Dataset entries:
***

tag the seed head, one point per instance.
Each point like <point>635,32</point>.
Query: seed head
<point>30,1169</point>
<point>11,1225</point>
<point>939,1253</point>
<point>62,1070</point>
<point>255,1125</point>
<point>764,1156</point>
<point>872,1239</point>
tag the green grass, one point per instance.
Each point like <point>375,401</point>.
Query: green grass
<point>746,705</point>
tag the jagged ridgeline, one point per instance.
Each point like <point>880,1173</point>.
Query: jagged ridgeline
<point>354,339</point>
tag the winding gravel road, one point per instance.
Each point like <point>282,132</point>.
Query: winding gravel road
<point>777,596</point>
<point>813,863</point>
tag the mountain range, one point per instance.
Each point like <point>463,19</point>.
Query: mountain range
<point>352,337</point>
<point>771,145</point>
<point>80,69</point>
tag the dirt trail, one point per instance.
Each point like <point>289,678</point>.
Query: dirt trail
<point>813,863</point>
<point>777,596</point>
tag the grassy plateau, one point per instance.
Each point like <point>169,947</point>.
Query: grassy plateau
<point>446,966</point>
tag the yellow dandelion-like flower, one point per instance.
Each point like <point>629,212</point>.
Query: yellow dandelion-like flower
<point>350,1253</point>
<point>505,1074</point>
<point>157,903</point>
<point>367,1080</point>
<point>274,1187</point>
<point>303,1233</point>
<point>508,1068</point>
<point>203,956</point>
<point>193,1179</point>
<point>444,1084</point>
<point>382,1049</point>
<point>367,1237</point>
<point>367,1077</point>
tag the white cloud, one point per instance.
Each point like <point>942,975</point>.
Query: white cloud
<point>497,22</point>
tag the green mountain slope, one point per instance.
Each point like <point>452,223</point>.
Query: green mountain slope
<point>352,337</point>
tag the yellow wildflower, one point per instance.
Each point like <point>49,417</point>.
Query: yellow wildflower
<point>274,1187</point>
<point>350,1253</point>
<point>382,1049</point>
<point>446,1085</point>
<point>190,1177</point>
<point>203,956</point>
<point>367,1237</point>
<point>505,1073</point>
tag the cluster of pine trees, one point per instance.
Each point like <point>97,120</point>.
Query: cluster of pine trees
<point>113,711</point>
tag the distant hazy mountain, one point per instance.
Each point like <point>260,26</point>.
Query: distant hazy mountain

***

The records above should be restated word for word, please.

## Answer for the task:
tag the seed head, one point per instance.
Each point like <point>635,32</point>.
Query: seed head
<point>30,1169</point>
<point>11,1225</point>
<point>939,1253</point>
<point>62,1070</point>
<point>255,1125</point>
<point>764,1156</point>
<point>872,1239</point>
tag the green grass, one point per instance.
Each point like <point>375,401</point>.
Query: green grass
<point>746,705</point>
tag the jagged ridgeline, one point per instance.
Each point like <point>880,1173</point>.
Query: jagged ridgeline
<point>354,339</point>
tag the winding gravel road, one point per instance.
Each point like <point>282,132</point>.
Query: winding gravel road
<point>777,596</point>
<point>813,863</point>
tag the mountain range, one point per instance.
Each point like <point>463,19</point>.
Query: mountain range
<point>352,337</point>
<point>771,145</point>
<point>80,69</point>
tag the dirt trail, one point per instance.
Each point like <point>289,678</point>.
Query: dirt trail
<point>813,863</point>
<point>777,596</point>
tag the grassy plateau, one point per instance.
Each point like <point>169,947</point>.
Query: grassy plateau
<point>446,966</point>
tag the yellow dandelion-like flower, one point per instance.
Each point like <point>629,212</point>.
Query: yellow dandelion-like flower
<point>350,1253</point>
<point>505,1074</point>
<point>157,903</point>
<point>367,1080</point>
<point>274,1187</point>
<point>303,1233</point>
<point>508,1068</point>
<point>203,956</point>
<point>193,1179</point>
<point>444,1084</point>
<point>382,1049</point>
<point>367,1237</point>
<point>367,1077</point>
tag the white cloud, one point per instance.
Each point like <point>942,975</point>.
Query: white cloud
<point>497,22</point>
tag the green mountain slope, one point per instance.
Each point like <point>452,223</point>.
Query: green mountain slope
<point>352,337</point>
tag the yellow wildflower, one point per instance.
Each point like <point>49,417</point>.
Query: yellow wildflower
<point>274,1187</point>
<point>350,1253</point>
<point>382,1049</point>
<point>446,1085</point>
<point>190,1177</point>
<point>203,956</point>
<point>367,1237</point>
<point>505,1073</point>
tag the cluster of pine trees, one point per instance.
Each point like <point>97,120</point>.
Query: cluster of pine trees
<point>113,711</point>
tag the distant hazy mountain, one point per instance.
Each point like <point>260,26</point>.
Query: distant hazy mountain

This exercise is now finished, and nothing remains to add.